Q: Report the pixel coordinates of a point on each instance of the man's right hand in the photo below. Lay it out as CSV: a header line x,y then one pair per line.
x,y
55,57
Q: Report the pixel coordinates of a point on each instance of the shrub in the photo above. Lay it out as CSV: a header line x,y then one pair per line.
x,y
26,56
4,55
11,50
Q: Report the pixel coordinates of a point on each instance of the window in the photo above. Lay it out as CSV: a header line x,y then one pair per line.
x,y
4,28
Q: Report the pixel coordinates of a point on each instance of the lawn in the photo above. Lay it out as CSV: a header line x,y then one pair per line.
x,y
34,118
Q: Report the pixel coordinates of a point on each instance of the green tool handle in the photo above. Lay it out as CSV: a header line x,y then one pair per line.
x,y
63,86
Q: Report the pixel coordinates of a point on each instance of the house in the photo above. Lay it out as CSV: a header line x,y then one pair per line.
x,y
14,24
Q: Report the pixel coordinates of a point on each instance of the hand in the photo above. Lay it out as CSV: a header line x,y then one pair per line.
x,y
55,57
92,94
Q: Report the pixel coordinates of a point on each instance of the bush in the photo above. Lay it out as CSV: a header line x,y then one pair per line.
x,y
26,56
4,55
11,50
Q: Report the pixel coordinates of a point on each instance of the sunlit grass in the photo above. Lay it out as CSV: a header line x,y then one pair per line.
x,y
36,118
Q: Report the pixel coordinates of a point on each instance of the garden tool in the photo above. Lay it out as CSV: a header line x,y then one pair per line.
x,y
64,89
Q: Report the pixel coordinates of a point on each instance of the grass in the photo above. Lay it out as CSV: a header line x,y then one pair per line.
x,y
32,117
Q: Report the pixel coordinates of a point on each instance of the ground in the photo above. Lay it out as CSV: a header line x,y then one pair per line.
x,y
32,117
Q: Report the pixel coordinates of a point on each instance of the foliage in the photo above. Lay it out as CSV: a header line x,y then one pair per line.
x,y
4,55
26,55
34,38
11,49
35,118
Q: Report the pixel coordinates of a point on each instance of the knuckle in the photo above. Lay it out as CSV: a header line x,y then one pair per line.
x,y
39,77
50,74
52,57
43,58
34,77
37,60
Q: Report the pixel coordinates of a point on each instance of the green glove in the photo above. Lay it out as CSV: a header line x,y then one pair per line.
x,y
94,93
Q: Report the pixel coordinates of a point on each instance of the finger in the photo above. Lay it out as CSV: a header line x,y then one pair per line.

********

# YOUR TASK
Copy out all of the material above, substituting "image coordinates" for every occurrence of "pixel coordinates" and leaving everything else unchanged.

# ANSWER TO THE PROBLEM
Q: Report the image coordinates of a point on each instance of the man's right hand in the photo below. Lay it out as CSV: a header line x,y then one pair per line.
x,y
55,57
Q: Report the image coordinates of a point on each instance of the shrub in the photo above. Lay it out as CSV: a header line x,y then one pair per line.
x,y
26,56
4,55
11,50
Q: Report the image coordinates of a point on each instance of the window in the photo above. Lay it out as CSV: a header line x,y then one pair per line.
x,y
4,28
Q: Report the image coordinates of a point on each instance of the lawn in the photo above. Lay it out as CSV: a header line x,y then one pair per line.
x,y
34,118
Q: Report the image coordinates of a point on each instance of the green tool handle in the photo above. Lay it out as CSV: a header line x,y then one pair per line.
x,y
63,86
Q: Report the image coordinates of a point on each instance of the house in the photo above. Lay it out as CSV: a header line x,y then one pair per line.
x,y
14,24
Q: Report the image coordinates of a point on each instance of the hand in the photo above. Lay it out as CSV: a header line x,y then one pair per line.
x,y
55,57
92,94
Q: Report the image coordinates of a point on each instance of the bush in the photo above. Lay it out as CSV: a header line x,y then one pair per line.
x,y
26,56
4,55
11,50
Q: Report the image coordinates of a point on each instance of the sunlit grass in the photo above. Lay it out as CSV: a header line x,y then one pair per line.
x,y
36,118
Q: Report the image coordinates of a point on each instance of the garden tool in the photo above. Lay it out as CSV: a header line x,y then one pair per line.
x,y
64,89
Q: Report the image coordinates of a point on each instance of the grass in the photo above. Lay it out as CSV: a header line x,y then one pair per line.
x,y
32,117
Q: Report the image coordinates of a point on each instance of the ground in the photo above. Lay it out as CSV: a header line x,y then one pair per line.
x,y
32,117
Q: Report the image coordinates of a point on each instance of the foliage in the photo above. Lay it out as CSV: a header line x,y then one pair per line.
x,y
4,55
26,55
34,38
11,49
35,118
Q: Report the image coordinates of a point on each instance of the knuckle in the photo above. Lay it out as CSV: a header line x,y then one pair per line.
x,y
39,77
50,74
52,57
43,58
34,77
37,60
Q: Report the image coordinates of a point on each instance of the green glove in the photo above. Lay it out as CSV: a header line x,y then one pair per line.
x,y
94,93
Q: Report the image coordinates of a point on each instance of the finger in the photo above. Lay it out as CSV: a header line x,y then one pair per line.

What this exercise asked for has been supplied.